▶ ARTICLE:
+++
Add Generalized chi-squared distribution #1806

heliosdrm · 2023-11-27T22:55:36Z

This extends the collection of univariate continuous distributions with the Generalized chi-squared. All required methods are added, and some of the recommended ones, as indicated in https://juliastats.org/Distributions.jl/stable/extends/#Univariate-Distribution

Some notes:

I started considering Abhranil Das' code for Matlab (MIT-licensed) as reference, although progressively departed from it, so that eventually there is little in the Julia code that can be attributed to him. I have kept a comment where I mention the inspiration to define the cdf function, using Davies' algorithm to integrate the characteristic function. But I don't know if a more explicit attribution in the code or in the license should be made.
There are several auxiliary functions that should not be part of the API, and I have encapsulated all of them in the module GChisqComputations, after the example of the Chernoff distribution.
+++
▶ ACTIONS TO TAKE:
1/ Repeat the passage from the pull request on the generalized chi-squared distribution, starting at "Add Generalized chi-squared" and ending at "should be made.".
2/ Finish out the next part of the pull request on the generalized chi-squared distribution, picking up after its final sentence.

▶ DATA EXCERPTS:
+++
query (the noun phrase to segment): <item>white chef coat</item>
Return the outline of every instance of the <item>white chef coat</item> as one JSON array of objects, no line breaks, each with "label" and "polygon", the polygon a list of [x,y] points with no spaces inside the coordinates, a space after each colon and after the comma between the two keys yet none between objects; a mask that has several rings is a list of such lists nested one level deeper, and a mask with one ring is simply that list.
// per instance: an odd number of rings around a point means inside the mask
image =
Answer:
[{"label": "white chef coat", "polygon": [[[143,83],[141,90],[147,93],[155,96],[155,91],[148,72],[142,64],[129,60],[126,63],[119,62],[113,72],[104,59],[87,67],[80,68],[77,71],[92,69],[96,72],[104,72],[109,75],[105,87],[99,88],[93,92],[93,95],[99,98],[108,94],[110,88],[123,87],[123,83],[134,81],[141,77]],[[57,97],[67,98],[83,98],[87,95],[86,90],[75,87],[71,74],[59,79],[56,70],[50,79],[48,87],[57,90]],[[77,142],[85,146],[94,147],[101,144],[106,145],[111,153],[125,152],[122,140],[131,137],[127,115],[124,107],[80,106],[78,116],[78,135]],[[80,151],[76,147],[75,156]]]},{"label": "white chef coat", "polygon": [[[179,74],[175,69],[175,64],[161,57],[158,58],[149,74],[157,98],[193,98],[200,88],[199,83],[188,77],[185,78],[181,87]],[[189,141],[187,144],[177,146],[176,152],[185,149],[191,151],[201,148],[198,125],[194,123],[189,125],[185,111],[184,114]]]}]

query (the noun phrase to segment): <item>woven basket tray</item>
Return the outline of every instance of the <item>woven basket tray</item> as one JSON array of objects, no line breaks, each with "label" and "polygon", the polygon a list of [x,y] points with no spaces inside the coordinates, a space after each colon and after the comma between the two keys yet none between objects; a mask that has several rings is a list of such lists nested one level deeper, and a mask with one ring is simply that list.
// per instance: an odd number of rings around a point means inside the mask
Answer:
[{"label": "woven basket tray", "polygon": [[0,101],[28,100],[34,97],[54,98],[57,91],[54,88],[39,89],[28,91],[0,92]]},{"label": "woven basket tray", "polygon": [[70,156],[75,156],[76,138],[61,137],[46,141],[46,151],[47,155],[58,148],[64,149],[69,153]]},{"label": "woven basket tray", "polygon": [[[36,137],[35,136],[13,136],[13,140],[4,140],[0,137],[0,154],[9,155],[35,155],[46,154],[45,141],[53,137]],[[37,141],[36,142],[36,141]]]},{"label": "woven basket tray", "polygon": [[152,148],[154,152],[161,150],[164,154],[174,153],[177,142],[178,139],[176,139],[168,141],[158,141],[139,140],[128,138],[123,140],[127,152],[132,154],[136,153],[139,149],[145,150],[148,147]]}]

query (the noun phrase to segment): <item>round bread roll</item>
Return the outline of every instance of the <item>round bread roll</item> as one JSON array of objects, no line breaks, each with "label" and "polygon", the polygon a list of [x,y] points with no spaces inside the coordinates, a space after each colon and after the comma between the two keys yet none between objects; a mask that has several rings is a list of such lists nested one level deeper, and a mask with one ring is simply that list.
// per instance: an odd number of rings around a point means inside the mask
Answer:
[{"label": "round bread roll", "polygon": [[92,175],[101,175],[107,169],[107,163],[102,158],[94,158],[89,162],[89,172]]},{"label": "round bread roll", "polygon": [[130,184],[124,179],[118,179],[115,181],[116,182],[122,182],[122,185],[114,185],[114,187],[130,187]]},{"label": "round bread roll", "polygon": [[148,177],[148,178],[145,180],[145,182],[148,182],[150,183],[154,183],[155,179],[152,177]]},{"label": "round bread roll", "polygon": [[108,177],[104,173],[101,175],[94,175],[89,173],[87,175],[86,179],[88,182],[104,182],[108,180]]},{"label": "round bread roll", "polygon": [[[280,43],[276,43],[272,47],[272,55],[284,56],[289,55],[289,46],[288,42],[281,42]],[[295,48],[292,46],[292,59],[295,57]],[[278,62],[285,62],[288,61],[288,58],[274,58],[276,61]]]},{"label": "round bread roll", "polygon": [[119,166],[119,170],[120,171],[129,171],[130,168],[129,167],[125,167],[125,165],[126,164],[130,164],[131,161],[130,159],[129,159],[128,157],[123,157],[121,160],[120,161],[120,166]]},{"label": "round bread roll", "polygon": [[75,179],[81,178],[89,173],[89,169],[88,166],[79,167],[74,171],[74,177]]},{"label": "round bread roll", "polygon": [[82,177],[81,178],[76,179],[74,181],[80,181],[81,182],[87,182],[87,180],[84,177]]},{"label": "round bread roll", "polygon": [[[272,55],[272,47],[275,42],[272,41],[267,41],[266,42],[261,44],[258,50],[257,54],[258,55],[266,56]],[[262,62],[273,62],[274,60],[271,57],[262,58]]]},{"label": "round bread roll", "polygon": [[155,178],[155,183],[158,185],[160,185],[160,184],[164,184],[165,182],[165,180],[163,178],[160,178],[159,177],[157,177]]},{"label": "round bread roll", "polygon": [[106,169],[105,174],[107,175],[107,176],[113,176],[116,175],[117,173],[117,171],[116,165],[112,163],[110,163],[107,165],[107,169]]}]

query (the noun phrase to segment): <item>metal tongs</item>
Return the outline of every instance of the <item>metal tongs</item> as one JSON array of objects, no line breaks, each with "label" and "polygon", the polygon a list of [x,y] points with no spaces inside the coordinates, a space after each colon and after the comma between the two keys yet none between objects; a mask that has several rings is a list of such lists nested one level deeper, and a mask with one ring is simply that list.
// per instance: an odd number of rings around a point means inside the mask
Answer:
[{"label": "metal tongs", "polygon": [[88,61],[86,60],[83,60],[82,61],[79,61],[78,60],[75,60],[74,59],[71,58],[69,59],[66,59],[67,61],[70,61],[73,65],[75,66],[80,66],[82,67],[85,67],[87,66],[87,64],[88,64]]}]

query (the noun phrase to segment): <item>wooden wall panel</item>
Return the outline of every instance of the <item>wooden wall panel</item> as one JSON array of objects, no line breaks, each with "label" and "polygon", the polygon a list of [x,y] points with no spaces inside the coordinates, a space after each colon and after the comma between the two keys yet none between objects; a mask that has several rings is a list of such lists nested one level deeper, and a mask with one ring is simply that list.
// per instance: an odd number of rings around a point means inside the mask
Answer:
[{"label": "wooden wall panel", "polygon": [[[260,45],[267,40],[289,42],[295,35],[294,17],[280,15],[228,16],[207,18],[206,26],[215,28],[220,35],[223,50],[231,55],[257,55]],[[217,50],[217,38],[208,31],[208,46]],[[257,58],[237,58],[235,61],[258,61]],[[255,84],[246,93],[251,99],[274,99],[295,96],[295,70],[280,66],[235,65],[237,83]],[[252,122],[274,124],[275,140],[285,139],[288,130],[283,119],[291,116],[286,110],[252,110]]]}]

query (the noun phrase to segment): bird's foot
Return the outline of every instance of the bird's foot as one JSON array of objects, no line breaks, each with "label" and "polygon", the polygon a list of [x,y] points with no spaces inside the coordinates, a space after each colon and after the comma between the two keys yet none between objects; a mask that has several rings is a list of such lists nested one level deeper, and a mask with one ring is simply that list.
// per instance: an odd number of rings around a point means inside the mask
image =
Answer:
+++
▶ OUTPUTS FOR THE TASKS:
1/
Add Generalized chi-squared distribution #1806

heliosdrm · 2023-11-27T22:55:36Z

This extends the collection of univariate continuous distributions with the Generalized chi-squared. All required methods are added, and some of the recommended ones, as indicated in https://juliastats.org/Distributions.jl/stable/extends/#Univariate-Distribution

Some notes:

I started considering Abhranil Das' code for Matlab (MIT-licensed) as reference, although progressively departed from it, so that eventually there is little in the Julia code that can be attributed to him. I have kept a comment where I mention the inspiration to define the cdf function, using Davies' algorithm to integrate the characteristic function. But I don't know if a more explicit attribution in the code or in the license should be made.

2/
That module includes two functions to calculate the characteristic function: cf_explicit that implements the explicit formula, and cf_inherit that composes the results of cf(::Normal) and cf(::NoncentralChisq). Both are equivalent, and the code of the second is clearer, but cf(::GeneralizedChisq) calls the first one, because in a few tests that I have done, it is slightly (but not much) faster.
cdf and pdf are calculated by integration, using the Gil-Pelaez theorem (the algorithm for the CDF is given in Davies' paper, and the algorithm for the PDF has been indirectly derived from it). The integration is done using QuadGK.jl, which was already in the dependencies of Distributions.jl. The default tolerances of QuadGK.quadgk made the calculation of cdf at the median very slow, because there the integral is zero. Since in the ends of the distribution the integral is ±π/2, which is in the order of magnitude of the unit, I have used a fixed absolute tolerance of eps(one(T)) for the integration in the calculation of the CDF. I have not, however, changed the defaults for the calculation of the PDF.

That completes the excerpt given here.